Set problem :: Reproduce the closing part of the entries exactly: the line with "Target: blue fabric" and all lines after it, ending with the last line, and nothing else.

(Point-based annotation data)
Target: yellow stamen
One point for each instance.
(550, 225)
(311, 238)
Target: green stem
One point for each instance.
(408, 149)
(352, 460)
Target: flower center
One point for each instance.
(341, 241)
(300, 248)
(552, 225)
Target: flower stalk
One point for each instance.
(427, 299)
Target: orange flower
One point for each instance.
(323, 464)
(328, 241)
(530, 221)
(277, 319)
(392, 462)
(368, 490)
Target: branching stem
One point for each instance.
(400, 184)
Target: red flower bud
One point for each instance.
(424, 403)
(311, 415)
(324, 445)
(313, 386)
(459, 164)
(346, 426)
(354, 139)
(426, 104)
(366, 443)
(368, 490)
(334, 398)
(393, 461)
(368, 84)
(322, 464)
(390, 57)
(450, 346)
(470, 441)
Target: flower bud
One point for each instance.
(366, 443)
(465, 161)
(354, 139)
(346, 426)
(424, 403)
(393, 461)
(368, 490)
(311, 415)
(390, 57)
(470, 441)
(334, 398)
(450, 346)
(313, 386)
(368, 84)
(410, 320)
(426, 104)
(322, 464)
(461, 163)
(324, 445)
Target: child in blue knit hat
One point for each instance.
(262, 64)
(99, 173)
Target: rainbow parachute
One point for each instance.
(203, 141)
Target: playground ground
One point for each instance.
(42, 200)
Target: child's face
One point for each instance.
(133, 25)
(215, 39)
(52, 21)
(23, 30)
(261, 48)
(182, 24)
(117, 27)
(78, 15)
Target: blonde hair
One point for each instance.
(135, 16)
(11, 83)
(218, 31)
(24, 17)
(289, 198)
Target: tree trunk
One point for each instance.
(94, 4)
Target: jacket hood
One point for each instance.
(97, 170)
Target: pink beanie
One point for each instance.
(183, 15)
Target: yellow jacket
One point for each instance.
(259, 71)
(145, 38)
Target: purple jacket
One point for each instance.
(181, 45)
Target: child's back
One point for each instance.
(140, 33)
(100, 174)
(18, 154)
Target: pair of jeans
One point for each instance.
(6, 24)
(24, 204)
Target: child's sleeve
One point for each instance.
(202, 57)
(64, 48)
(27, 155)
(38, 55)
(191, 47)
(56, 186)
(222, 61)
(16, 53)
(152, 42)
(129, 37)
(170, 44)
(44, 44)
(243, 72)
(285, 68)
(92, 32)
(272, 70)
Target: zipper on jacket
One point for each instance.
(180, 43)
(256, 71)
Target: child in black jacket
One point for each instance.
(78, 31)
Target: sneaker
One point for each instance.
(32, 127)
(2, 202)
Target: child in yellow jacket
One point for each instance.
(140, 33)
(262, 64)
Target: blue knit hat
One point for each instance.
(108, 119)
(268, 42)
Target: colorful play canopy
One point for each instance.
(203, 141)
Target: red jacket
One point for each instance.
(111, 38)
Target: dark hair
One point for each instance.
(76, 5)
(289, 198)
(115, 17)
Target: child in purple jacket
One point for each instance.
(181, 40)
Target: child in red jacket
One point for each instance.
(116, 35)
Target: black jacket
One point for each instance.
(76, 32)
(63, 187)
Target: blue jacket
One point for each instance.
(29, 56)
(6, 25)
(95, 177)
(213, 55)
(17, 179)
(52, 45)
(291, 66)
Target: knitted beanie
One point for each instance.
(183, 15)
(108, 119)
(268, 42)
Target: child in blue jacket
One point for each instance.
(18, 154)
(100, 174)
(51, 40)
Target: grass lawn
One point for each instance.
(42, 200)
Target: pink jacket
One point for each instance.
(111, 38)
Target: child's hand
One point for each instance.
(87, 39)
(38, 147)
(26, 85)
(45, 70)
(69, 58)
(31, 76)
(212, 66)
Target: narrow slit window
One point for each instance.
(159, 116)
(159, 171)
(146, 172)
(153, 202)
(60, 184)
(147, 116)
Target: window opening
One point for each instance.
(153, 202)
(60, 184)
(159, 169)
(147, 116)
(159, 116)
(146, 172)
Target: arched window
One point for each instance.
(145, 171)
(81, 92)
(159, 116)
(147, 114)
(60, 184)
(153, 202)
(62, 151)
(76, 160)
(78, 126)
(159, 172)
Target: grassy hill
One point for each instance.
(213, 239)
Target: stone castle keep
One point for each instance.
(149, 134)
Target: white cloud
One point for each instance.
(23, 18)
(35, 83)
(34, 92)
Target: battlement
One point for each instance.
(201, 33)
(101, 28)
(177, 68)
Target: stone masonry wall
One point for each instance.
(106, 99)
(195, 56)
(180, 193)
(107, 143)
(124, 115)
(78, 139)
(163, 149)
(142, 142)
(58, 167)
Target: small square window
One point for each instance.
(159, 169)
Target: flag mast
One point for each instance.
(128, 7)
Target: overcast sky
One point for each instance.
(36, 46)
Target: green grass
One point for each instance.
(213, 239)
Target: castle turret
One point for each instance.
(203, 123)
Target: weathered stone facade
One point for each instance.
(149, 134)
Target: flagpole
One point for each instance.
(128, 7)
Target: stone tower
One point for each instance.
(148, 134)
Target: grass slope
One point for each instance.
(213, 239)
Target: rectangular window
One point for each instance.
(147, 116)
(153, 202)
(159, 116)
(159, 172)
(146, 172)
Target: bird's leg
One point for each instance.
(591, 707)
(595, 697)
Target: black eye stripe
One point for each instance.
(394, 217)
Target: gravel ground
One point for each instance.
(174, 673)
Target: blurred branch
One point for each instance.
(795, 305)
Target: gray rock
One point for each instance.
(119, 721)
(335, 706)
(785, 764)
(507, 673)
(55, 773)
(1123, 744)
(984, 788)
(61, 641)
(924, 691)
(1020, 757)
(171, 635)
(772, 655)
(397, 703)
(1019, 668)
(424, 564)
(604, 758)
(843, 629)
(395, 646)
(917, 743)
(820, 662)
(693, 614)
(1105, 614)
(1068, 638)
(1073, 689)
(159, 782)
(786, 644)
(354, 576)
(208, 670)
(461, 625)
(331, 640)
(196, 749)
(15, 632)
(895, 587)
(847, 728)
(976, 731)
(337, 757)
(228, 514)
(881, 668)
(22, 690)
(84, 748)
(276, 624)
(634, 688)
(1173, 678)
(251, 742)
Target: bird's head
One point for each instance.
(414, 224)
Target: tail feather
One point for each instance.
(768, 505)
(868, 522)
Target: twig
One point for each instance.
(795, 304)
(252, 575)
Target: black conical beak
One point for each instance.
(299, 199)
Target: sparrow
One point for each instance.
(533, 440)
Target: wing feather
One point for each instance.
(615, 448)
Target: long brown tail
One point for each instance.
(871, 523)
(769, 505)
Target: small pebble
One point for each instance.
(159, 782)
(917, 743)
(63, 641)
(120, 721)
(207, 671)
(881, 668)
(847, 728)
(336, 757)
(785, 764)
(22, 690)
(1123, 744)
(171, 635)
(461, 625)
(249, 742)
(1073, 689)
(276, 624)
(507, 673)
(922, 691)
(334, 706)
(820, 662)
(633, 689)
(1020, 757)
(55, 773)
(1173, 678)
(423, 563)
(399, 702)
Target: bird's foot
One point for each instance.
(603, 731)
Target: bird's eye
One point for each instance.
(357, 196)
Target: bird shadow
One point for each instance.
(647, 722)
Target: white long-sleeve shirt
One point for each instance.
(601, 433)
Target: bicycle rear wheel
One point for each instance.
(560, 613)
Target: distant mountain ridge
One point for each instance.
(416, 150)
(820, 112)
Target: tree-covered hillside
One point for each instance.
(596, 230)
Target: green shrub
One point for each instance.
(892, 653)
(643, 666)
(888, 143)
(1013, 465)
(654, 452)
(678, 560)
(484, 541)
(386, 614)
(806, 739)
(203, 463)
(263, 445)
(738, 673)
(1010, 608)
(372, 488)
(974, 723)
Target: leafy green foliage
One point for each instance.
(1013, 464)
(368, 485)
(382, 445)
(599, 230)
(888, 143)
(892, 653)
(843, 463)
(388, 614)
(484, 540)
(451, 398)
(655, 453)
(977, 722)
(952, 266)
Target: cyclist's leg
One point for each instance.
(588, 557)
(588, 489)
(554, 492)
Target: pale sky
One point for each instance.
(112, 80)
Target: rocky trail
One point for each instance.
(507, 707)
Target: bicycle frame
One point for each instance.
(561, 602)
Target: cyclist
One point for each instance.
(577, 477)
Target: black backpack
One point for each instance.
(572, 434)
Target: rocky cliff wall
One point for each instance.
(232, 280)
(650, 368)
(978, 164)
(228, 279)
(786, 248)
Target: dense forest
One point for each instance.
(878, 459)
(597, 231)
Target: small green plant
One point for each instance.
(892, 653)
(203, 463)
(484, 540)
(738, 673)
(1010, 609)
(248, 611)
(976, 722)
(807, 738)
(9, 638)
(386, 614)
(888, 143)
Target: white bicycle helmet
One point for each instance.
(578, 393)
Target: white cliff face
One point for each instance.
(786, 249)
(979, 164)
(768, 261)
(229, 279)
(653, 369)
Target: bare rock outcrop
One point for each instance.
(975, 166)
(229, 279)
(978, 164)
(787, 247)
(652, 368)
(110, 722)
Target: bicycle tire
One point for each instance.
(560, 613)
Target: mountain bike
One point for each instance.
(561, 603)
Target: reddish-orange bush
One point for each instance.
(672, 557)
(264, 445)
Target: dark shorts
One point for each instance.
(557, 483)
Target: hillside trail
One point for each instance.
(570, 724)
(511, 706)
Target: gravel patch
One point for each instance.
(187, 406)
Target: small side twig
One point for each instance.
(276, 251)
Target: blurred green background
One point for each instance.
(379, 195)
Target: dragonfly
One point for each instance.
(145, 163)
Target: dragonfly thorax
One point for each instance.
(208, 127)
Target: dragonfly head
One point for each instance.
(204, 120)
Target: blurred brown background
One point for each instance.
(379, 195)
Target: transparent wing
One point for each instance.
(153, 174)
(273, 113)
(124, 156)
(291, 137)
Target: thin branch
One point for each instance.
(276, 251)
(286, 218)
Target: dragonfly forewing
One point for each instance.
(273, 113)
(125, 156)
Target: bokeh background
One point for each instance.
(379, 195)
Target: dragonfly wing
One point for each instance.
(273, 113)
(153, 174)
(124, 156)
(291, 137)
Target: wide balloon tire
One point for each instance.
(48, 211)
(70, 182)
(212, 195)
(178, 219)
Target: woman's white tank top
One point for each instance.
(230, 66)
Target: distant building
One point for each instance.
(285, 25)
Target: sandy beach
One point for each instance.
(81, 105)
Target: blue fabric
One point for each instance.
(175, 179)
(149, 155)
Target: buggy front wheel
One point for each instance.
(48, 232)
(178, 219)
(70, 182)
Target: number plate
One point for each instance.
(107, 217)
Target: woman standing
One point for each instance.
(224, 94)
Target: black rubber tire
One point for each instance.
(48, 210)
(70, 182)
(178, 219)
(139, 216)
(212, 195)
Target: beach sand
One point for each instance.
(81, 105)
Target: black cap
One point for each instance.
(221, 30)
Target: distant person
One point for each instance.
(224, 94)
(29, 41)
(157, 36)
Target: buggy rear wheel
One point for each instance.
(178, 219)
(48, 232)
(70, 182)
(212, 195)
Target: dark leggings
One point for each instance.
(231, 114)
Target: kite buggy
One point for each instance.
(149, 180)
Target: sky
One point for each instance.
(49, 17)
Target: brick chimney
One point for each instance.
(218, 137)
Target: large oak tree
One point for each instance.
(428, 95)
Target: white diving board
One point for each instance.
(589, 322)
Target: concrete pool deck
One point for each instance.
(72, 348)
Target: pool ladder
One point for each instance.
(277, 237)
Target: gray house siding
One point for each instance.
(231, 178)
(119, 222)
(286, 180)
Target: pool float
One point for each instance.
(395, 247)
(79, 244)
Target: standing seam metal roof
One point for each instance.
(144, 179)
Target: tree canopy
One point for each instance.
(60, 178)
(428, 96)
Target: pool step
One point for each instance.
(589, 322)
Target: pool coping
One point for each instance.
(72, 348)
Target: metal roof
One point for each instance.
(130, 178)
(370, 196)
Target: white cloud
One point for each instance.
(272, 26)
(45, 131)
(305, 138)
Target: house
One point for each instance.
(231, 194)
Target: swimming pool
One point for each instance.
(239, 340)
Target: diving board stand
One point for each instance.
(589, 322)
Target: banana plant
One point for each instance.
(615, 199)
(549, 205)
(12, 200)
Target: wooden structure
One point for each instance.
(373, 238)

Answer to this task ::
Target: blue fabric
One point for each instance.
(175, 179)
(149, 155)
Target: buggy front wheel
One point for each instance.
(48, 232)
(178, 219)
(70, 182)
Target: number plate
One point for each instance.
(107, 217)
Target: woman standing
One point for each instance.
(224, 94)
Target: black rubber tire
One point for each instance.
(48, 210)
(70, 182)
(178, 219)
(139, 216)
(212, 195)
Target: beach sand
One point for each instance.
(81, 105)
Target: black cap
One point for each instance.
(221, 30)
Target: distant person
One point for each instance.
(224, 94)
(29, 41)
(157, 36)
Target: buggy rear wheel
One point for each instance.
(178, 219)
(48, 232)
(70, 182)
(212, 195)
Target: dark leggings
One point for each instance.
(231, 114)
Target: kite buggy
One point for each instance.
(149, 180)
Target: sky
One point for each instance.
(49, 17)
Target: brick chimney
One point for each instance.
(218, 137)
Target: large oak tree
One point for each instance.
(428, 95)
Target: white diving board
One point for each instance.
(589, 322)
Target: concrete pool deck
One point for each instance.
(72, 348)
Target: pool ladder
One point for each instance.
(277, 237)
Target: gray house siding
One point for each instance.
(231, 178)
(119, 222)
(286, 180)
Target: pool float
One point for each instance.
(395, 247)
(79, 244)
Target: standing seam metal roof
One point for each instance.
(144, 179)
Target: tree canopy
One point for each instance.
(60, 178)
(428, 96)
Target: pool step
One point for each instance.
(589, 322)
Target: pool coping
One point for each instance.
(72, 348)
Target: metal roof
One point for each instance.
(130, 178)
(370, 196)
Target: white cloud
One point for each instance.
(272, 26)
(45, 131)
(305, 138)
Target: house
One point for each instance.
(231, 194)
Target: swimming pool
One point for each instance.
(239, 340)
Target: diving board stand
One point for each instance.
(589, 322)
Target: banana plant
One point for each instance.
(615, 199)
(549, 205)
(12, 200)
Target: wooden structure
One point for each instance.
(373, 238)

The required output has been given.